Problems to solve
1 - Can you copy the entries word for word, starting at their first line and ending with the line that contains "153,44 -> 471,354", both included, and without the pictures?
2 - Could you keep writing the essay on Zen and handling painful emotions, carrying on after its final sentence?

For the first time in a month I’ve felt okay.  Not okay with what happened, not okay with the way things are looking, not okay with myself.  Just the feeling for the sake of itself, because, truth be told, it’s been far too long.

About a month ago, when I was reading a lot of books on Zen, I remember considering the difference between the relatively tranquil, almost emotionally sterile world of the Zen adept compared to the roller-coaster, up-and-down horror flick the normal anxious person goes through every day, not realizing they could simply get up and walk out of the theater if they wanted it badly enough.

Well, I want it badly enough.  I feel like I’ve seen this movie a hundred times before, and now I’m tripping over soda cans and popcorn containers to get out in time before they play the part I don’t want to see.  Just as I shove the door open, and step into the blinding light of day, the musical score kicks up again, reminds me of what I’ve lost.

But the antidote to raging emotions offered by certain Zen teachers—cold detachment—didn’t really seem all that appealing either.  Sure, it’s comfortable after you get used to it, maybe even easy.  It takes the degree of the burn down a notch.   But fun?   That’s a different story.  So I thought there must be some middle ground.  Maybe you don’t have to choose between having no control over your emotions or becoming a human statue.  Maybe it’s possible to sit back as an observer and experience every emotion for what it is, all the while understanding that you simply don’t have to be sad forever and you simply won’t be happy forever.  So when you’re crushed, realize that it’s going to pass, and it’s a band-aid on the wound.

Data in this exercise
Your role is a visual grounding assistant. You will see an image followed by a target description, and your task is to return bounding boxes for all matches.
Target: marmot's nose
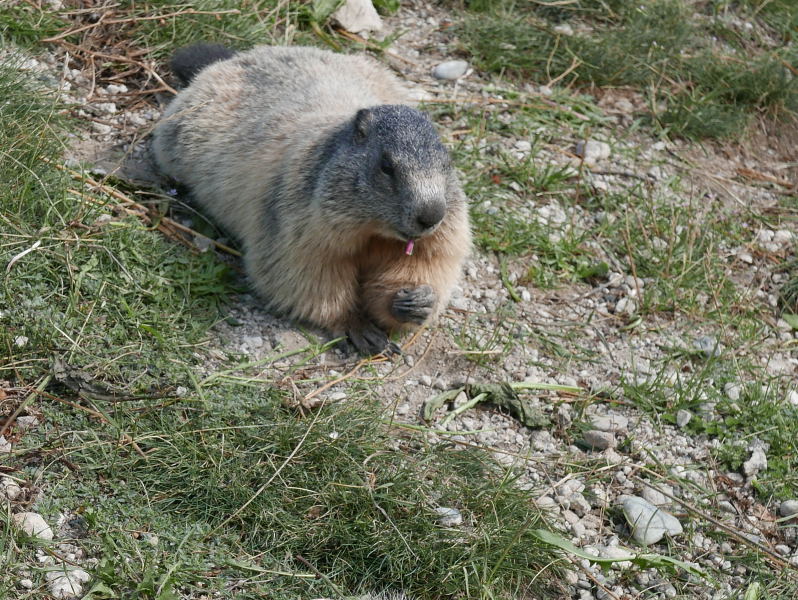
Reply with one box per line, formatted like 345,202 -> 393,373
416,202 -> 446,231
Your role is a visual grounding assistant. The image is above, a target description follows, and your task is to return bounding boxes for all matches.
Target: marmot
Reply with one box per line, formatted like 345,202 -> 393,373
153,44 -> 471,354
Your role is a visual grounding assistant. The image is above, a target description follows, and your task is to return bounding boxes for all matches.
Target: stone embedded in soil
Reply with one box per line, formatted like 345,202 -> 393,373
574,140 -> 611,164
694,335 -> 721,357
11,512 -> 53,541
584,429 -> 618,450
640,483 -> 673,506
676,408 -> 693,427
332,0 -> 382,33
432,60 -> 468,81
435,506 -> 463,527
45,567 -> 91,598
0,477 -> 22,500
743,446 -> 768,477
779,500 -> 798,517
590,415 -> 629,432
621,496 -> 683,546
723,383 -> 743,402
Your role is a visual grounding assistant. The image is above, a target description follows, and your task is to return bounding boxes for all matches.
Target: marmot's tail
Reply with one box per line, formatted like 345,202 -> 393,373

Per-task outputs
1 -
Your role is a visual grounding assistant. You will see an image followed by a target description, and your task is to return bounding boxes for all matches.
Target: marmot's nose
Reply with one box per line, formatted like 345,202 -> 393,373
416,202 -> 446,231
Your role is a visual grounding assistant. The image is above, a target description follows, and your task is to return bounding boxes for all matches.
Target: marmot
Reply with one box per line, formatted like 345,202 -> 393,373
153,44 -> 471,354

2 -
Simply, simply, simply.  I’m realizing now that philosophy is simply untrue—maybe not untrue, per se, but impractical, almost impossible.  This last month has been one long orgy of indulging in memories, what-ifs, conversations I never had, things I might have said, could have said, never did say.  I stayed up too late and thought too much, with old ghosts chasing me around like I was some old Pac-Man on a fuzzy old arcade screen, except I’d run out of dots to eat, and there wasn’t a chubby eight-year-old shoving quarters into the machine to play again.  This was it.  Game over.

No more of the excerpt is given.